• _PROMPT_:
Type the entries again, word for word.

Dataset entries
* * * * * * * * *

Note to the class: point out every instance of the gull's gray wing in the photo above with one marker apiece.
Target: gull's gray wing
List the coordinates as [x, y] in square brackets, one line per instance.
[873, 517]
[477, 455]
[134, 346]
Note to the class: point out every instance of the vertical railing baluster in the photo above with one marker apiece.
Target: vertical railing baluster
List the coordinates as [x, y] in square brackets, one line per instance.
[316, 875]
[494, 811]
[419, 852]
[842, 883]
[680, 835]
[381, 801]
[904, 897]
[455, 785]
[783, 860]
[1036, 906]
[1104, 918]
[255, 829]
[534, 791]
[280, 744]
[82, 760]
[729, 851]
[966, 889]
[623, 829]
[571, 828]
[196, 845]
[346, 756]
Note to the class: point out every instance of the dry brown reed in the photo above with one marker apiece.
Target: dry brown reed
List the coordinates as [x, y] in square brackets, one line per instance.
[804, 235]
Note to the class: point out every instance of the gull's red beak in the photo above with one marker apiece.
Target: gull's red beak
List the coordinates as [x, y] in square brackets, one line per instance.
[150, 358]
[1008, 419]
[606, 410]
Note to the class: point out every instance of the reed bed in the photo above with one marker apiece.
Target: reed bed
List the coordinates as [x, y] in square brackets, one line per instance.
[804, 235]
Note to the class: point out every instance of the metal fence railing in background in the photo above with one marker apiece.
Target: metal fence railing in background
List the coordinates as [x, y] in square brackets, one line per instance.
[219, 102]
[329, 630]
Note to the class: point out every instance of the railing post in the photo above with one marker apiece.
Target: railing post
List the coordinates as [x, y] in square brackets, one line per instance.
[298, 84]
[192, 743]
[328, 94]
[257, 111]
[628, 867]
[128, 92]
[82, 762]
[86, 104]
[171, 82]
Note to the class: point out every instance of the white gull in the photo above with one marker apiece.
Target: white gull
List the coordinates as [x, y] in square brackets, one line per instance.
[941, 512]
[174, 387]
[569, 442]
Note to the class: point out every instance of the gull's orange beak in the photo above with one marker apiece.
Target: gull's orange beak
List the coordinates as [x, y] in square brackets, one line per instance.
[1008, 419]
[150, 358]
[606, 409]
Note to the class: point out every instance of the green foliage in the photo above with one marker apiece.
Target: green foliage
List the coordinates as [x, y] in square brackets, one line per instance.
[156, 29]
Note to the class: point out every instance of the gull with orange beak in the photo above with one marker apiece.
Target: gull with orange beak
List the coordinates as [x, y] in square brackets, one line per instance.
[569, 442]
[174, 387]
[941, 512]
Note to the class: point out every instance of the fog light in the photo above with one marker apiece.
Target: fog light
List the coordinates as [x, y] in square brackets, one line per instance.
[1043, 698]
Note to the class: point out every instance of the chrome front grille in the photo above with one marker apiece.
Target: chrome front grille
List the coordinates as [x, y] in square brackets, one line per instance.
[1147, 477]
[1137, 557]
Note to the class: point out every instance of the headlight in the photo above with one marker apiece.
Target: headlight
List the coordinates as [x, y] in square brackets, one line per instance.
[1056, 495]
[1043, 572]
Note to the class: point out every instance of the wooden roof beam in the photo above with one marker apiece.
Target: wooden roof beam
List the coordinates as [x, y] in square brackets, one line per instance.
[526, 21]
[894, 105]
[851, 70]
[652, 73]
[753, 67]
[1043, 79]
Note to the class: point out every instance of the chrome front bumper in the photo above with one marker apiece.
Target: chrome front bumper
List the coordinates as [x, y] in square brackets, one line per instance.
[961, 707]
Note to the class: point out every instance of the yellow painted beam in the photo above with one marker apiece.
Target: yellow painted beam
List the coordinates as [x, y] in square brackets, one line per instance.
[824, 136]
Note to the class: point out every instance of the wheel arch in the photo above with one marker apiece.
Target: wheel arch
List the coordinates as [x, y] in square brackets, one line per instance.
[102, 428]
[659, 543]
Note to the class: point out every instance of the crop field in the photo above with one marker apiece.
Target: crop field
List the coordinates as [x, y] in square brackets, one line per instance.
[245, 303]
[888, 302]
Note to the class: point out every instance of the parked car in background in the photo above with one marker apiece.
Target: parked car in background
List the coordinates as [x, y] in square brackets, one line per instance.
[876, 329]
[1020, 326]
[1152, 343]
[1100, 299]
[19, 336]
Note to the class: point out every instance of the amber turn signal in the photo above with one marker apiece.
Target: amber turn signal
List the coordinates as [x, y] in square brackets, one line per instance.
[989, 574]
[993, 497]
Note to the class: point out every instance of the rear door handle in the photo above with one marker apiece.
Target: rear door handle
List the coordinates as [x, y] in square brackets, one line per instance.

* * * * * * * * *

• _RESPONSE BOX_:
Note to the class: point out every instance of the gull's gray wing in the photo above with one marker apiece.
Target: gull's gray wing
List the coordinates as [x, y] in square brackets, one line per instance.
[873, 517]
[477, 455]
[134, 346]
Note to the class: point out every instance of the vertical railing baluster in the photo above with one marker apiece.
Target: vertical railing baluster
List the coordinates as [x, y] in square brackets, one line per instance.
[316, 875]
[494, 811]
[419, 852]
[842, 883]
[680, 835]
[381, 801]
[904, 897]
[455, 785]
[783, 860]
[1036, 906]
[1104, 918]
[255, 829]
[534, 791]
[280, 744]
[82, 760]
[729, 851]
[966, 889]
[623, 829]
[571, 828]
[196, 845]
[346, 756]
Note to the class: point out every instance of the dry brown reed in the photo above with one marker apiece.
Target: dry brown reed
List the coordinates as [x, y] in square brackets, one line per instance.
[804, 235]
Note to the class: point out every instance of the gull's red beak in the photo above with one marker apiece.
Target: gull's red beak
List the coordinates as [x, y] in square brackets, one line per instance.
[150, 358]
[1008, 419]
[606, 410]
Note to the class: point out every instance of the reed bed in the photo above with one marker apiece.
Target: reed bed
List the coordinates as [x, y] in square brackets, one line per instance.
[804, 235]
Note to the class: point out every instance of the metal fence railing in background in the photo above with one marker apiece.
Target: metal fence railing in background
List the coordinates as [x, y] in square brackets, one line per instance.
[219, 102]
[329, 630]
Note to the class: point out every instance of the railing post in the photo above with one marker apiece.
Target: railing post
List the coordinates as [x, y] in square brackets, one line per instance.
[298, 84]
[192, 743]
[328, 94]
[257, 111]
[628, 867]
[128, 92]
[82, 762]
[86, 104]
[171, 82]
Note to the class: point out every instance of the white gull in the photo above with one marker apiece.
Target: white gull
List the coordinates as [x, y] in square brackets, one line per instance.
[941, 512]
[174, 387]
[569, 442]
Note to the class: point out every instance of the gull's orange beak in the photo above with one marker apiece.
Target: gull's orange beak
List the coordinates as [x, y] in square brackets, one line per instance.
[1008, 419]
[150, 358]
[606, 409]
Note to the class: point out every instance of the green foliage in the photo above with one marker apiece.
Target: green foliage
List the coordinates as [x, y] in square brackets, one line per instance.
[156, 29]
Note to the class: point out every instance of the gull with orange beak in the photo above with one marker apiece.
Target: gull with orange beak
List the coordinates as [x, y] in square brackets, one line per instance.
[569, 442]
[174, 387]
[941, 512]
Note to the class: point out every instance of the fog light in the photo above with one marker apiece.
Target: fog light
List the coordinates as [x, y] in square brackets, one line per instance.
[1043, 698]
Note to the class: point out every instance of the chrome front grille in the photo above with one marker apiece.
Target: chrome front grille
List the coordinates as [x, y] in square brackets, one line per instance.
[1147, 477]
[1137, 557]
Note to the class: point out every instance of the headlight in the photo above with one marker apiece.
Target: headlight
List the coordinates as [x, y] in square brackets, one line per instance.
[1056, 495]
[1043, 572]
Note to the class: point out every instance of the wooden roof beam in the photo above with one marker apiece.
Target: wooden roof beam
List the coordinates as [x, y] in square brackets, one line per instance.
[526, 21]
[894, 105]
[851, 70]
[652, 73]
[753, 67]
[1043, 79]
Note to the class: point out every instance of the chrome front bumper in the photo above with one marker apiece.
Target: chrome front bumper
List the coordinates as [x, y] in square brackets, one line per instance.
[961, 707]
Note to the class: point out every instance of the yellow painted beam in the photo above with one marker apiece.
Target: yellow painted beam
List the coordinates as [x, y] in square brackets, one line per instance.
[824, 136]
Note to the class: point out every instance of the wheel arch in the photo above with one marker apiece.
Target: wheel arch
List the coordinates as [x, y] in square brackets, one line per instance.
[102, 428]
[659, 543]
Note to the class: point out every instance of the crop field in the photo above with one marker apiece.
Target: crop field
List the coordinates as [x, y] in square brackets, one line per instance.
[245, 303]
[888, 302]
Note to the class: point out every instance of the parked car in background in the photo above with one marker apiece.
Target: parked car in background
List the coordinates as [x, y] in square brackets, one line per instance.
[876, 329]
[1020, 326]
[1152, 343]
[1100, 299]
[19, 336]
Note to the class: point out every instance of the amber turn signal in the photo above with one marker apiece.
Target: amber turn signal
List the coordinates as [x, y] in square brackets, one line per instance.
[989, 574]
[993, 497]
Note to the class: point out every instance of the rear door handle in the photo above with one marker apiece.
Target: rear door handle
List the coordinates as [x, y] in square brackets, one line per instance.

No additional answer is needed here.